*** Data listing ***

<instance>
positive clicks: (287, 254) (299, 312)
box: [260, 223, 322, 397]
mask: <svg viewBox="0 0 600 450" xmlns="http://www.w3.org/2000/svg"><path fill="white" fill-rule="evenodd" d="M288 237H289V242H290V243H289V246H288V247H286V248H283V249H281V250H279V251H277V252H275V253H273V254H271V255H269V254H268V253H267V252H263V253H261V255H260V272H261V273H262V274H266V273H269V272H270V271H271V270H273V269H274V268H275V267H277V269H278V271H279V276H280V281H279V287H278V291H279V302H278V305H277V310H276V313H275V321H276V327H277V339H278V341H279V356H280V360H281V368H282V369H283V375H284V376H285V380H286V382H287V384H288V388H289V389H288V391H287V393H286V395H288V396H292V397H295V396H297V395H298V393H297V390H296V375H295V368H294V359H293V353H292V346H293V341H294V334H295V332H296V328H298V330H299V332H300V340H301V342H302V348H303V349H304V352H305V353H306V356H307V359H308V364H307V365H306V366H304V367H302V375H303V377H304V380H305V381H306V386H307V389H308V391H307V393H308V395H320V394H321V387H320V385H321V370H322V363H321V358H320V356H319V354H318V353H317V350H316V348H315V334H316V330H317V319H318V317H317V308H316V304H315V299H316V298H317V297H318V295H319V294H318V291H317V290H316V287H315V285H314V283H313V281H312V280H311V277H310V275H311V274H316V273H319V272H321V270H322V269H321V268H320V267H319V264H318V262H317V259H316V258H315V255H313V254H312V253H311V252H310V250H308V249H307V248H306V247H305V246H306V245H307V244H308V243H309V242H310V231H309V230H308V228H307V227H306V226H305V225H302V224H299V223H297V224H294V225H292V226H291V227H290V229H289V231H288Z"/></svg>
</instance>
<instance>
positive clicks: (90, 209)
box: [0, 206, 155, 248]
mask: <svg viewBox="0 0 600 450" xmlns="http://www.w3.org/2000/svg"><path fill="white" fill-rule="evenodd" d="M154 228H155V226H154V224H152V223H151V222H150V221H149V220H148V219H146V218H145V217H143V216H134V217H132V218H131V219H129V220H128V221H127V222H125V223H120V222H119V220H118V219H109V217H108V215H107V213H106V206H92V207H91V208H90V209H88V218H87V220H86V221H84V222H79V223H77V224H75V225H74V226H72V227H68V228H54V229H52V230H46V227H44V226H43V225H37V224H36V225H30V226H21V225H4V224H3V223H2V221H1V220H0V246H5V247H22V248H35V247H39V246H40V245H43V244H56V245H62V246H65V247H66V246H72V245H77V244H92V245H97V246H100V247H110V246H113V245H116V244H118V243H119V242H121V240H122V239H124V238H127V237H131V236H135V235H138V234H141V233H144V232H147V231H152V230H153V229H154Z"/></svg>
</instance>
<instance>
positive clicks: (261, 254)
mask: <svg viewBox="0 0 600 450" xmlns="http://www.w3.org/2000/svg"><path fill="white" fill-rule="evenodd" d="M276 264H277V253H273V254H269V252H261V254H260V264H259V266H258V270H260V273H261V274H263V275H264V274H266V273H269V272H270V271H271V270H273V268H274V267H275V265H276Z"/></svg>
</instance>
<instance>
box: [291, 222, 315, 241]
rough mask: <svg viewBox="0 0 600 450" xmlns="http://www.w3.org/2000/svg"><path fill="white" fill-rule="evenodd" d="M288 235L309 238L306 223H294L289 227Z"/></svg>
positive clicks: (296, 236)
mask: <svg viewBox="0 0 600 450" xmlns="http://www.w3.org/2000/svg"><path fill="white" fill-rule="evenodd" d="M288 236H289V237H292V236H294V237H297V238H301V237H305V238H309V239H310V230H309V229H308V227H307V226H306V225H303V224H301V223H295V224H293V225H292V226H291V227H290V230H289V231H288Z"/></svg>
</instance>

***

> **Task directions**
Retype the records above without changing a single word.

> **Your response**
<instance>
positive clicks: (287, 254) (299, 312)
box: [260, 223, 322, 397]
mask: <svg viewBox="0 0 600 450" xmlns="http://www.w3.org/2000/svg"><path fill="white" fill-rule="evenodd" d="M288 237H289V242H290V243H289V246H288V247H286V248H283V249H281V250H279V251H277V252H275V253H273V254H271V255H269V254H268V253H267V252H263V253H261V255H260V272H261V273H262V274H266V273H269V272H270V271H271V270H273V269H274V268H275V267H277V269H278V271H279V276H280V281H279V287H278V291H279V302H278V305H277V310H276V313H275V321H276V327H277V339H278V341H279V356H280V360H281V368H282V369H283V375H284V376H285V380H286V382H287V384H288V388H289V389H288V391H287V393H286V395H288V396H292V397H295V396H297V395H298V393H297V390H296V375H295V368H294V359H293V353H292V346H293V341H294V334H295V332H296V328H298V330H299V332H300V340H301V342H302V348H303V349H304V352H305V353H306V356H307V359H308V364H307V365H306V366H304V367H302V375H303V377H304V380H305V381H306V386H307V389H308V391H307V393H308V395H320V394H321V387H320V385H321V370H322V363H321V358H320V356H319V354H318V353H317V350H316V348H315V334H316V330H317V319H318V317H317V308H316V304H315V299H316V298H317V297H318V295H319V294H318V291H317V290H316V287H315V285H314V283H313V281H312V280H311V277H310V275H311V274H316V273H319V272H321V270H322V269H321V268H320V267H319V264H318V262H317V259H316V258H315V255H313V254H312V253H311V252H310V250H308V249H307V248H306V247H305V246H306V245H307V244H308V243H309V242H310V231H309V230H308V228H307V227H306V226H305V225H302V224H299V223H297V224H294V225H292V226H291V227H290V229H289V231H288Z"/></svg>
</instance>
<instance>
positive clicks: (90, 209)
box: [0, 206, 155, 248]
mask: <svg viewBox="0 0 600 450" xmlns="http://www.w3.org/2000/svg"><path fill="white" fill-rule="evenodd" d="M154 228H155V226H154V224H152V223H151V222H150V221H149V220H148V219H146V218H145V217H143V216H134V217H132V218H131V219H129V220H128V221H127V222H125V223H120V222H119V220H118V219H109V217H108V215H107V213H106V206H92V207H91V208H90V209H88V218H87V220H86V221H84V222H79V223H77V224H75V225H74V226H72V227H68V228H54V229H52V230H46V227H44V226H43V225H37V224H36V225H30V226H21V225H4V224H3V223H2V221H1V220H0V246H5V247H22V248H35V247H39V246H40V245H43V244H56V245H62V246H65V247H66V246H72V245H77V244H92V245H97V246H100V247H110V246H113V245H116V244H118V243H119V242H121V240H122V239H124V238H127V237H131V236H135V235H138V234H141V233H144V232H147V231H152V230H153V229H154Z"/></svg>
</instance>
<instance>
positive clicks: (261, 254)
mask: <svg viewBox="0 0 600 450" xmlns="http://www.w3.org/2000/svg"><path fill="white" fill-rule="evenodd" d="M276 264H277V253H273V254H269V252H261V254H260V264H259V266H258V270H260V273H261V274H263V275H264V274H266V273H269V272H270V271H271V270H273V268H274V267H275V265H276Z"/></svg>
</instance>
<instance>
box: [291, 222, 315, 241]
rough mask: <svg viewBox="0 0 600 450" xmlns="http://www.w3.org/2000/svg"><path fill="white" fill-rule="evenodd" d="M288 235L309 238L306 223H294L289 227Z"/></svg>
positive clicks: (296, 236)
mask: <svg viewBox="0 0 600 450" xmlns="http://www.w3.org/2000/svg"><path fill="white" fill-rule="evenodd" d="M288 236H289V237H292V236H294V237H297V238H301V237H305V238H309V239H310V230H309V229H308V227H307V226H306V225H303V224H301V223H295V224H293V225H292V226H291V227H290V230H289V231H288Z"/></svg>
</instance>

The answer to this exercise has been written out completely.